-- Aim of the exercise --
The task here is to set down every line of the listing exactly.

-- Data for the task --

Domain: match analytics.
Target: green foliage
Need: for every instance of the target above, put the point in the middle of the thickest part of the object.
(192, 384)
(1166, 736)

-- Result for this exercise --
Domain: match analytics.
Target: green foliage
Need: for every instance of the target above, put the point in the middle of the thickest part of the object.
(192, 384)
(1166, 736)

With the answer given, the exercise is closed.